Ce fut l’amiral Tsuen Mow-sun qui eut la lourde charge, en 1809, de redorer le blason de l’empire en s’opposant une nouvelle fois aux rebelles qui hantaient ses eaux et bafouaient son autorité. Fort de l’expérience de ses malheureux prédécesse­urs, Tsuen prit garde de ne pas tomber dans les rets de Mme Ching avant que le combat n’eût lieu, car, sachant qu’il n’aurait jamais l’avantage du nombre, il avait choisi de disperser ses forces en divers points de la côte où stationnai­ent les pirates. Dès cet instant, il n’y eut plus un repaire connu des impériaux qui ne retentît du canon de la bataille. Ching Yih-saou s’engagea personnell­ement contre l’escadre de l’amiral Tsuen. Sur sa jonque, la «veuve» était anxieuse: son bâtiment, sous la pression de l’ennemi, était menacé d’encercleme­nt; les projectile­s incendiair­es s’ abattaient autour d’elle sans qu’elle trouvât le moyen de se dégager. Les cordages et les voiles de nattes n’allaient pas tarder à prendre feu. Sentant que les pirates étaient en perdition,

l’amiral Tsuen ordonna de tirer sur le safran de la grande jonque blessée sur laquelle claquait encore vaillammen­t la flamme de l’«amiral» Ching. Résignée, Ching Yih-saou sonna la retraite pour la première fois de sa vie!

Plus que la défaite annoncée, la soumission de son escadre surprit ses équipages, toujours prêts à sacrifier leur vie pour la couleur de leur pavillon: en cette partie du monde, la mort vaut mieux que l’humiliatio­n morale et la souffrance de la défaite. A bord de la jonque amirale, pourtant, on continuait de croire à la chance, à la victoire finale qui permettrai­t aux pirates de négocier la reddition. Avec obstinatio­n, la femme du capitaine de «l’escadre verte» s’était maintenue à la barre tandis que son mari, bravant avec héroïsme le fer et le feu qui s’abattaient sur lui, continuait de se battre armé d’un coutelas dans chaque main. Il se défendit jusqu’à ce que la balle d’un vieux mousquet vînt terrasser sa femme.

Pendant ce temps, d’autres jonques insolentes et courageuse­s tentaient de faire diversion. Saisissant le destin à bras-le-corps, la reine des pirates réussit à quitter son navire à l’insu des impériaux. Se faufilant parmi les espars et les reliques de la bataille, les sampans en feu, les embarcatio­ns de sauvetage et les corps brûlés des soldats et des pirates que charriait l’océan, Mme Ching parvint, quelques heures plus tard, à gagner une embarcatio­n venue discrèteme­nt la secourir, puis elle disparut dans le dédale des îles qui avoisinaie­nt les tristes parages de sa première défaite. Certain de la mort de son ennemie, Tsuen Mow-sun rendit compte immédiatem­ent du succès de sa mission. Toutefois, bien avant que les vainqueurs de ce mémorable combat naval pussent être officielle­ment félicités, Mme Ching avait rétabli la situation, revu sa stratégie et regroupé toutes ses forces autour de son pavillon. C’est alors qu’elle appareilla pour l’une des plus grandes opérations de représaill­es de toute l’histoire de la mer de Chine.

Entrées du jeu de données
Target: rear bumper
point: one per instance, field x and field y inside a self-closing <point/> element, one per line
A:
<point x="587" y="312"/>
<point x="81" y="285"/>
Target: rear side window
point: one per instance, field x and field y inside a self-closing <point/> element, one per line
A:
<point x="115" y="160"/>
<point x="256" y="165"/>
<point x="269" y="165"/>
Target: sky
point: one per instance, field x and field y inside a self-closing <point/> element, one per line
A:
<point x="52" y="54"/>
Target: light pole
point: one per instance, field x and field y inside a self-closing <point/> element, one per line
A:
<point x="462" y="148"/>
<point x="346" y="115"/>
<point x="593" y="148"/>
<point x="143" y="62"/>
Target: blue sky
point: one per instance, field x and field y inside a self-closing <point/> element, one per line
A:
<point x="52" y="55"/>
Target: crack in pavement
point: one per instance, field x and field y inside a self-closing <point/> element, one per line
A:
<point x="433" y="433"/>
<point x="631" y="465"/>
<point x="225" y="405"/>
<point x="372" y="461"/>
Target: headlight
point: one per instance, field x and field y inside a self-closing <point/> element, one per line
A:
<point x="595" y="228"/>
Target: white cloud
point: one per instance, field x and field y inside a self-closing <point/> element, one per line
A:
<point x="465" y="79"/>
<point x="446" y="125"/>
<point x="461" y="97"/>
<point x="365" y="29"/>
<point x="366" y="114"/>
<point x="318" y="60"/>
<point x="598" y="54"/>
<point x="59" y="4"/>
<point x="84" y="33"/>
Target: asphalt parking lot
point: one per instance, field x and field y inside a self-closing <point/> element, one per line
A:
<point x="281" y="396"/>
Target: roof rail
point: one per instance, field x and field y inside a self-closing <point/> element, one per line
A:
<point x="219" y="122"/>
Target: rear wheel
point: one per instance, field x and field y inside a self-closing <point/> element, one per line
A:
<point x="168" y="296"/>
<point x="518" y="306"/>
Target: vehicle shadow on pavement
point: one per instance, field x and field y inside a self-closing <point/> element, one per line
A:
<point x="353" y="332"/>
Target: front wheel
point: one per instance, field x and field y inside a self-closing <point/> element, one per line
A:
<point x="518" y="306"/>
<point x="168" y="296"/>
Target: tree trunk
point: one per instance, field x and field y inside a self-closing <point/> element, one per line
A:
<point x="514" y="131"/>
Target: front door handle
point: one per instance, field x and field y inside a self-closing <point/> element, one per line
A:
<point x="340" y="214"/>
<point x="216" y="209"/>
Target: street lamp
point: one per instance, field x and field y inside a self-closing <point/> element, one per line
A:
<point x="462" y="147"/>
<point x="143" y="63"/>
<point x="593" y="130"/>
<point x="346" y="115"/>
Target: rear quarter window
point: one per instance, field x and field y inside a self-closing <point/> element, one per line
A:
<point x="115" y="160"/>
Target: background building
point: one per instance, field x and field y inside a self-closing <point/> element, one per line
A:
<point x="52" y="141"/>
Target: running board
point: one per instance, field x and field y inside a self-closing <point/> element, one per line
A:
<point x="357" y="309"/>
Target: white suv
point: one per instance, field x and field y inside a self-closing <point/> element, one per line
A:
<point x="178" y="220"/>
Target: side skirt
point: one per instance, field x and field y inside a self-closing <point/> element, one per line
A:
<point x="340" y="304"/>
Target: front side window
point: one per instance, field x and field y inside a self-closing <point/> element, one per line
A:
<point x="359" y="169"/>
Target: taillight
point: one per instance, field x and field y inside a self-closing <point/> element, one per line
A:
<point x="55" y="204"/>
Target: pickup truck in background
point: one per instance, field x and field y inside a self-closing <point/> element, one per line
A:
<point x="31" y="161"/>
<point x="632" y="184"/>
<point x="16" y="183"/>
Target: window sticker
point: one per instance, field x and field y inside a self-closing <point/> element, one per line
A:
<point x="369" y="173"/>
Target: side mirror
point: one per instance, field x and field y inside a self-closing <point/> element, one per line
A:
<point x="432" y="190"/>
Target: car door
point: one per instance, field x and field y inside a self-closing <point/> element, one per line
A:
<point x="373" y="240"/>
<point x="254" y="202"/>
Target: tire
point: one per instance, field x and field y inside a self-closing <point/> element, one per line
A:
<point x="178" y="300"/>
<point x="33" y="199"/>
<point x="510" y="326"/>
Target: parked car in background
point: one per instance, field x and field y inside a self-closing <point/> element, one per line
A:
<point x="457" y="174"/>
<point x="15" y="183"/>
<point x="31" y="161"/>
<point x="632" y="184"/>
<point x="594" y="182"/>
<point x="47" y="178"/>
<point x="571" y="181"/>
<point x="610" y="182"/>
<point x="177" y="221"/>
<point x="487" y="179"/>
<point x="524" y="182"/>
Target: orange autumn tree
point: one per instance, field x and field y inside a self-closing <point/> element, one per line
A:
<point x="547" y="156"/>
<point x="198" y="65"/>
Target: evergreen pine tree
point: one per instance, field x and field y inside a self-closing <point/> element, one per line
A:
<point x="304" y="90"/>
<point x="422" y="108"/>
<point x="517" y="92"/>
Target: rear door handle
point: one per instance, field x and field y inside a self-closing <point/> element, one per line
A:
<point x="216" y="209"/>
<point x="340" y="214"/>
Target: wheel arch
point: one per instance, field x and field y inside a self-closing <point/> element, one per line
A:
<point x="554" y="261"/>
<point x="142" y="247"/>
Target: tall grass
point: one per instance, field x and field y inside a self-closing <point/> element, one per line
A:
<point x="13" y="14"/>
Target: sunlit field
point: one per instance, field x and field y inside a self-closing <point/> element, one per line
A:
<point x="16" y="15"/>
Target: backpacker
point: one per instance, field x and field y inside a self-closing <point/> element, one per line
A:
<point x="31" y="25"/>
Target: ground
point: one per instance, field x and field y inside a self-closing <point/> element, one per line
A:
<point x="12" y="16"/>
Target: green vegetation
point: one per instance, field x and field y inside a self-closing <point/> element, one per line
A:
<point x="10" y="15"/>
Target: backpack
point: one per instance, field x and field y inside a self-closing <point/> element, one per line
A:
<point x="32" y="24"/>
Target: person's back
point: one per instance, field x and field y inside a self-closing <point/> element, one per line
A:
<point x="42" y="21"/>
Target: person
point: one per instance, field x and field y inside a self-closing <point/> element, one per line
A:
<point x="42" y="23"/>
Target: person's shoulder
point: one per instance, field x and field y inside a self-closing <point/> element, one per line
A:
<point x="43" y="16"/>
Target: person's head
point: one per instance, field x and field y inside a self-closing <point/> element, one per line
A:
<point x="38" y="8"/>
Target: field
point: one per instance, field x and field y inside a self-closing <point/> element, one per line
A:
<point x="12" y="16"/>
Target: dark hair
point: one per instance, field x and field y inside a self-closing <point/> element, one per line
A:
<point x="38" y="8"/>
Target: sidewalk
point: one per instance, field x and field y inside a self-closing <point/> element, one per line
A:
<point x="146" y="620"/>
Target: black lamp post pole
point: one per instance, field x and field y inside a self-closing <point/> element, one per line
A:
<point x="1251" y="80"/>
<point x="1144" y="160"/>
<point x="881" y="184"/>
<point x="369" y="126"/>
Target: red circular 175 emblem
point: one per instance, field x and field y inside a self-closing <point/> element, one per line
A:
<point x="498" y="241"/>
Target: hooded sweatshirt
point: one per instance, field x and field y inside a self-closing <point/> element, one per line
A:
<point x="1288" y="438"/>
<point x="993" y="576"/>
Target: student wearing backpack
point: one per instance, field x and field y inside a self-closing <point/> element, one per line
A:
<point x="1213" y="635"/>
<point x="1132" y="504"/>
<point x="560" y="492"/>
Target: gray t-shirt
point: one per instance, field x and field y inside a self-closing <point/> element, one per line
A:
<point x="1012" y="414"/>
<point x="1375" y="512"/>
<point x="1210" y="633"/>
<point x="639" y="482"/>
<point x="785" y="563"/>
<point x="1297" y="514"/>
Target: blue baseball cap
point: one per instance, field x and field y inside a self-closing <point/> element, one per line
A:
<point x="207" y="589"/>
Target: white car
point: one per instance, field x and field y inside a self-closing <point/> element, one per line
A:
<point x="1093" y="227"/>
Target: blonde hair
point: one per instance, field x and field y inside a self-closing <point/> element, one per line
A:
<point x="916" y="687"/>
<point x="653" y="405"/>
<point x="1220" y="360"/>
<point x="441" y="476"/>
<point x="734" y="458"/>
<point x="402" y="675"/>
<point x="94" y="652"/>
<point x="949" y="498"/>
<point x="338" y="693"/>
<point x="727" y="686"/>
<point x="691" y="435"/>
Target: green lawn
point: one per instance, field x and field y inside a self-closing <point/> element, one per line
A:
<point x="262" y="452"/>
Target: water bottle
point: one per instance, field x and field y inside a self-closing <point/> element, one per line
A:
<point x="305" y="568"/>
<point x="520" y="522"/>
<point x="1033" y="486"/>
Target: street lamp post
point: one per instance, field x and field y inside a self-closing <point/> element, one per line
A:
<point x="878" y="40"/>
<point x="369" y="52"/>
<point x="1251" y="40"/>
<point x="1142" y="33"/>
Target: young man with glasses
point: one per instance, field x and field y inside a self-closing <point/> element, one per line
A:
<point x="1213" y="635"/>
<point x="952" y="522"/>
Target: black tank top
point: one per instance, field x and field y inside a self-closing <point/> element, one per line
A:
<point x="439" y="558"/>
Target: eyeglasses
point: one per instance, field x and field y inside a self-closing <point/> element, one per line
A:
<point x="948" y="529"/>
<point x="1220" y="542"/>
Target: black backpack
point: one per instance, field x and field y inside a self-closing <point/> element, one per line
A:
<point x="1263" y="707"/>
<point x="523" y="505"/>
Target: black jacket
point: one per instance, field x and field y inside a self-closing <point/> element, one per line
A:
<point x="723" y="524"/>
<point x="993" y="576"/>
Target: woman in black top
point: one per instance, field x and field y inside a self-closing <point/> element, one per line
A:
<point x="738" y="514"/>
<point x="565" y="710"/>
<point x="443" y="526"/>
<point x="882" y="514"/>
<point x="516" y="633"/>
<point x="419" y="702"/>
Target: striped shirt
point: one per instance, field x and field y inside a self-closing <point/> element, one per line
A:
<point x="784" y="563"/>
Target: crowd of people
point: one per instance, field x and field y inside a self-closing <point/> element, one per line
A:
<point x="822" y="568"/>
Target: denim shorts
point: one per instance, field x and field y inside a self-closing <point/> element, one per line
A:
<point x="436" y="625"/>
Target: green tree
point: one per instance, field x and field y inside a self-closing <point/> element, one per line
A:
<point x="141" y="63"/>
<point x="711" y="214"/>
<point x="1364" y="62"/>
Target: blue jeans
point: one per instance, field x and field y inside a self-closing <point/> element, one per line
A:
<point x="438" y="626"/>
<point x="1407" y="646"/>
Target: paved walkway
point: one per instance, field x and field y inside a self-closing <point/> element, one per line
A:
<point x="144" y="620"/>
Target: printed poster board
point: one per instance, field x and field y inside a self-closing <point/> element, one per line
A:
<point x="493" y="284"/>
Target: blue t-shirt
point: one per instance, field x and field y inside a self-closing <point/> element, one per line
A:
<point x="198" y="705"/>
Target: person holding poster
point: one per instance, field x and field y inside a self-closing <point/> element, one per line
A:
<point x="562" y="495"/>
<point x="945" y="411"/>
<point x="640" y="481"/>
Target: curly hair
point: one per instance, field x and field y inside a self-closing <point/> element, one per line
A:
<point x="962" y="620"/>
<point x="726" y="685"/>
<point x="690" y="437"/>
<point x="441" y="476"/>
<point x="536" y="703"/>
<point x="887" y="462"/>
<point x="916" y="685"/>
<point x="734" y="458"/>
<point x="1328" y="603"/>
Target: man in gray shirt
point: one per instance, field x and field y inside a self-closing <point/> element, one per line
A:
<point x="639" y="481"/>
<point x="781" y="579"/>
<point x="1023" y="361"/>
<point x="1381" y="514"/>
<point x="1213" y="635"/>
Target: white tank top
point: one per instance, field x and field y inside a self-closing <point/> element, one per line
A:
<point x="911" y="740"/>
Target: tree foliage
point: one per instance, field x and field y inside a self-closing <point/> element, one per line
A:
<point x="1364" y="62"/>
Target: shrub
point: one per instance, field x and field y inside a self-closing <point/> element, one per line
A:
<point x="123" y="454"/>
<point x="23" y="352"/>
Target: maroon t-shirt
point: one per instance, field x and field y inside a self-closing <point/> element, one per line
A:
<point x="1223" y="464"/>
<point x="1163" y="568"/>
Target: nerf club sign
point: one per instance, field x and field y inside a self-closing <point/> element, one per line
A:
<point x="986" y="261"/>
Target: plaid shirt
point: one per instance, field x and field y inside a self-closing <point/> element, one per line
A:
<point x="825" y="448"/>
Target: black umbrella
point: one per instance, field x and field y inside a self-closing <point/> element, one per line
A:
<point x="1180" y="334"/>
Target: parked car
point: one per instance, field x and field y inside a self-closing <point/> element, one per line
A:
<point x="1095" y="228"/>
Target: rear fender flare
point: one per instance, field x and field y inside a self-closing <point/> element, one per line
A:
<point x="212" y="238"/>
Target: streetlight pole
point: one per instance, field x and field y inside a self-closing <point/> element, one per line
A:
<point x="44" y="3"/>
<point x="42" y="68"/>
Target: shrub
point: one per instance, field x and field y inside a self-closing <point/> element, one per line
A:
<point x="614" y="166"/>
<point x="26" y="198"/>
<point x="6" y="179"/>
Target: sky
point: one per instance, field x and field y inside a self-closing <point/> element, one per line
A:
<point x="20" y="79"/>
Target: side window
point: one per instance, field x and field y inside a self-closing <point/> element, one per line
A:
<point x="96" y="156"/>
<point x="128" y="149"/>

## Tâche à réaliser
Recopiez mot pour mot le passage du récit sur Mme Ching compris entre « Plus que la » et « terrasser sa femme. », ces deux bouts inclus.

## Réponse attendue
Plus que la défaite annoncée, la soumission de son escadre surprit ses équipages, toujours prêts à sacrifier leur vie pour la couleur de leur pavillon: en cette partie du monde, la mort vaut mieux que l’humiliatio­n morale et la souffrance de la défaite. A bord de la jonque amirale, pourtant, on continuait de croire à la chance, à la victoire finale qui permettrai­t aux pirates de négocier la reddition. Avec obstinatio­n, la femme du capitaine de «l’escadre verte» s’était maintenue à la barre tandis que son mari, bravant avec héroïsme le fer et le feu qui s’abattaient sur lui, continuait de se battre armé d’un coutelas dans chaque main. Il se défendit jusqu’à ce que la balle d’un vieux mousquet vînt terrasser sa femme.